Referring expression grounding data:
§ §
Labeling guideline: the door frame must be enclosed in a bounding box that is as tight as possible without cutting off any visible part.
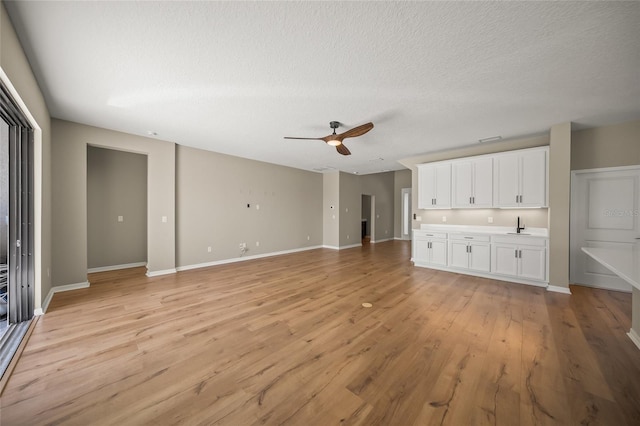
[570,165,640,291]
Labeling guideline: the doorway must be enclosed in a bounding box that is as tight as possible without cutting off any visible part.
[87,147,148,273]
[570,166,640,291]
[401,187,411,240]
[361,194,375,244]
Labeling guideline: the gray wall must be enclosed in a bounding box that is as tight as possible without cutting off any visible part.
[1,3,52,309]
[393,169,411,239]
[323,171,396,248]
[572,119,640,170]
[87,147,147,269]
[322,171,339,248]
[52,119,176,285]
[548,122,571,289]
[176,145,323,267]
[338,172,361,247]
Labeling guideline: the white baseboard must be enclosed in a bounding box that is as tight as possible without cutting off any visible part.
[146,268,177,277]
[88,262,147,273]
[176,245,324,272]
[339,243,363,250]
[627,328,640,351]
[547,285,572,295]
[371,238,393,244]
[322,245,339,250]
[37,281,91,315]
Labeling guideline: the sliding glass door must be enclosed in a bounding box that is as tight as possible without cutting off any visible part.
[0,82,34,329]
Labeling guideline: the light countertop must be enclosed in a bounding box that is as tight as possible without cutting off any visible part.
[417,224,548,237]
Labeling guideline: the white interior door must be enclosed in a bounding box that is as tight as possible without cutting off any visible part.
[570,167,640,291]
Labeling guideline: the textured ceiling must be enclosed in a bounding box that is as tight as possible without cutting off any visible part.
[5,1,640,174]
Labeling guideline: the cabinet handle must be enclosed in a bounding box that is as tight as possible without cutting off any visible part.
[464,237,473,239]
[472,196,475,204]
[515,249,518,258]
[519,250,522,258]
[469,246,472,253]
[470,196,472,204]
[516,195,519,203]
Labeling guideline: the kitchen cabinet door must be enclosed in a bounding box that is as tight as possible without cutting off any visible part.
[519,246,546,281]
[519,149,547,207]
[492,244,519,277]
[431,240,448,266]
[469,243,491,272]
[493,153,520,207]
[472,157,493,207]
[449,241,470,269]
[418,162,451,209]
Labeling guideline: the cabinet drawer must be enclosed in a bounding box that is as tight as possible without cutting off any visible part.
[449,234,490,243]
[415,231,447,239]
[492,235,546,246]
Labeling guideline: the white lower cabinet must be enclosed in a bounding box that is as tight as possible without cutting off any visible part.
[413,231,448,267]
[413,227,548,287]
[448,235,491,272]
[491,236,547,282]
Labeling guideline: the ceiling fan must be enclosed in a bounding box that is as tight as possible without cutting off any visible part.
[284,121,374,156]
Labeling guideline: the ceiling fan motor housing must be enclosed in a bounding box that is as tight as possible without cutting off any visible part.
[329,121,340,129]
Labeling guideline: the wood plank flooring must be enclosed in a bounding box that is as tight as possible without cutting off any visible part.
[1,241,640,425]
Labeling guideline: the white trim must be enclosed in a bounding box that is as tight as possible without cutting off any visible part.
[627,328,640,351]
[572,164,640,175]
[546,285,572,295]
[371,238,393,244]
[339,243,363,250]
[88,262,147,273]
[36,281,91,315]
[146,268,177,277]
[176,245,323,272]
[322,245,340,250]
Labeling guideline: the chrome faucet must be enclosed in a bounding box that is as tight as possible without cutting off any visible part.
[516,216,525,234]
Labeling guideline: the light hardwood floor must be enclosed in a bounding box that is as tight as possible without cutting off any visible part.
[1,241,639,425]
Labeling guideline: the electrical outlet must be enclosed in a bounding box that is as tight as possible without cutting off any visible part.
[307,235,310,240]
[347,234,350,239]
[488,217,494,223]
[117,215,123,222]
[442,216,447,222]
[207,246,212,253]
[416,216,422,221]
[256,241,260,247]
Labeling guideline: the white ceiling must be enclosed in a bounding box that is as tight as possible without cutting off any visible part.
[5,1,640,174]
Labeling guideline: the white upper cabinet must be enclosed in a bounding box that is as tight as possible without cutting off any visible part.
[417,146,548,210]
[451,157,493,208]
[418,162,451,209]
[493,147,548,208]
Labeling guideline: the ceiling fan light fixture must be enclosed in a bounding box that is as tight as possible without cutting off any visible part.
[326,139,341,146]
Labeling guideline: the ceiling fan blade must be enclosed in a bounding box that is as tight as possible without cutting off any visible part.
[283,136,324,140]
[339,122,374,139]
[336,144,351,156]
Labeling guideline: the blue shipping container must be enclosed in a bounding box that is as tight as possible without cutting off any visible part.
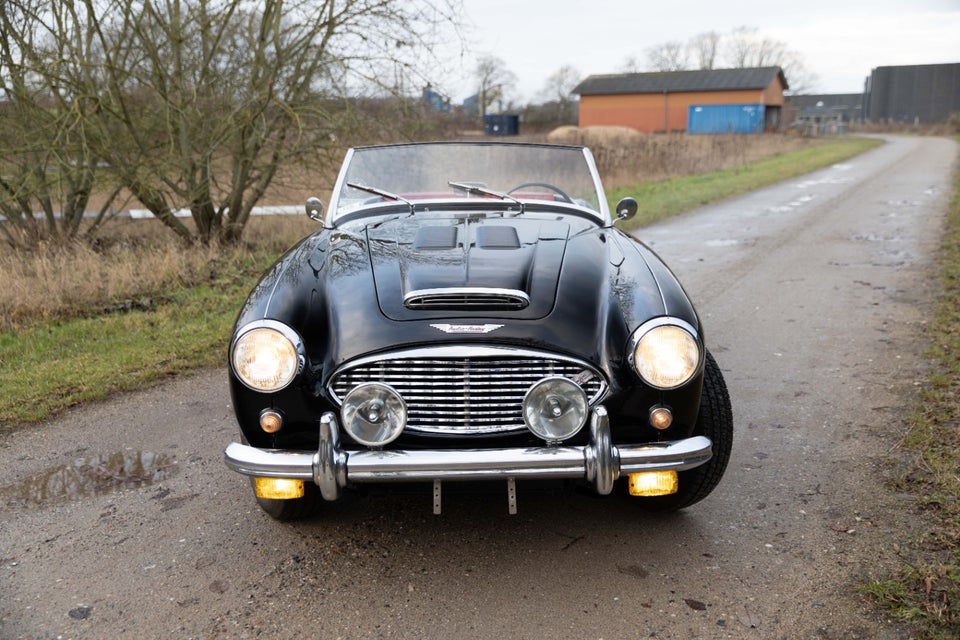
§ §
-- Problem --
The answer must be an exact copy of every record above, minus the pictures.

-- Solution for this task --
Labeling guideline: the door frame must be enclosed in a bounding box that is as tight as possible without cutting off any visible part.
[570,165,640,291]
Labeling guideline: the doorway must be enclosed in a bounding box that is as tight as possible without cutting off any visible part.
[87,147,148,273]
[570,166,640,291]
[401,187,411,240]
[361,194,375,244]
Labeling guideline: the gray wall must be enclosed in a bounding box that is as tight as possible without cutting off any visible part.
[1,3,52,309]
[393,169,411,239]
[323,171,396,248]
[572,119,640,170]
[87,147,147,269]
[322,171,339,248]
[52,119,176,285]
[548,122,571,289]
[176,145,323,267]
[338,172,361,247]
Labeling guideline: the white baseboard must be enclosed in a bounding box that is as tight as possible without cutting off any visible part.
[146,268,177,277]
[88,262,147,273]
[176,245,324,272]
[339,243,363,250]
[627,328,640,351]
[547,285,572,295]
[371,238,393,244]
[322,245,339,250]
[37,281,91,315]
Labeling guideline: the sliding glass door must be enclosed in a bounding box that is as tight as possible without cutting off any visible part.
[0,82,34,329]
Labeling guideline: the light countertop must be enclosed in a bounding box that is as tight as possible without cutting off any visible part.
[417,224,548,237]
Labeling guideline: the white interior door must be enclosed in a bounding box that is as tight as possible without cutting off any visible part.
[570,167,640,291]
Labeling guideline: the textured ceiling must be enclosed in a bounding box that is as tight as possible without cutting off any visible part.
[5,1,640,174]
Labeling guideline: the cabinet handle must be enclosed in a bounding box that is as tight as possible without cutting off any visible part.
[464,237,473,239]
[472,196,475,204]
[515,249,518,258]
[519,250,522,258]
[469,246,472,253]
[470,196,472,204]
[516,195,519,203]
Labeling guideline: the kitchen cabinet door must be enclosed in a bounding box that is as tight as possible without cutting off any visible part.
[519,246,546,281]
[519,149,547,207]
[492,244,519,277]
[431,240,448,266]
[469,243,491,272]
[493,153,520,207]
[472,157,493,207]
[449,241,470,269]
[418,162,451,209]
Labeling guideline: the cabinet drawer must be enclosed in a bounding box that is as tight as possible without cutting off any visible part.
[449,234,490,243]
[415,231,447,239]
[492,235,546,246]
Labeling guideline: the white lower cabinet must be enclosed in a bounding box that is as tight as possible without cutting off any visible part.
[413,231,448,267]
[413,227,548,287]
[448,235,491,272]
[491,236,547,282]
Labeling guideline: the ceiling fan must be enclosed in a bounding box that is as tight as possible without cutting off any visible part.
[284,121,374,156]
Labeling guideline: the ceiling fan motor housing must be enclosed in a bounding box that is as tight as possible without cutting off any visible part.
[329,121,340,129]
Labeling guideline: the wood plank flooring must be enclosed in a bounding box that is as tight as possible without cutting off any visible part.
[1,241,640,425]
Labeling guideline: the white trim must be enclosed in a bounding box that is as tight as possible without cutting off any visible part.
[627,328,640,351]
[572,164,640,175]
[546,285,572,295]
[371,238,393,244]
[339,243,363,250]
[88,262,147,273]
[36,281,91,315]
[146,268,177,277]
[176,245,323,272]
[322,245,340,250]
Labeling guideline: the chrome faucet must be enclosed in a bounding box that is as tight as possible without cutting off any visible part.
[516,216,525,234]
Labeling guideline: the light hardwood floor must be enclosed in a bounding box that is as tight as possible without cutting off any visible part.
[1,241,639,425]
Labeling guideline: the electrical outlet must be enclosed in a bounding box that is as tight as possible without cutting off any visible part.
[307,235,310,240]
[347,234,350,239]
[488,217,494,223]
[117,215,123,222]
[442,216,447,222]
[207,246,212,253]
[416,216,422,221]
[256,241,260,247]
Labeling guideline: the white ceiling must be enclosed in a bounding box that is as tight as possible without cutting off any visible part.
[5,1,640,174]
Labeling guideline: the white upper cabinet must be enclosed in a bounding box that is as tight as possible without cutting off any visible part.
[417,146,548,210]
[451,157,493,208]
[418,162,451,209]
[493,147,548,208]
Labeling guideline: the ceiling fan light fixture must be enclosed in a bounding box that is as tight as possible without cutting off any visible part.
[326,139,341,146]
Labeling guideline: the ceiling fan blade must be enclosed in a bounding box that is as tight as possible without cutting off any visible part.
[283,136,324,140]
[339,122,374,139]
[336,144,351,156]
Labeling guideline: the blue shipping container must be enclosed in a bounding box that is as tight as possible without cutting off any visible part.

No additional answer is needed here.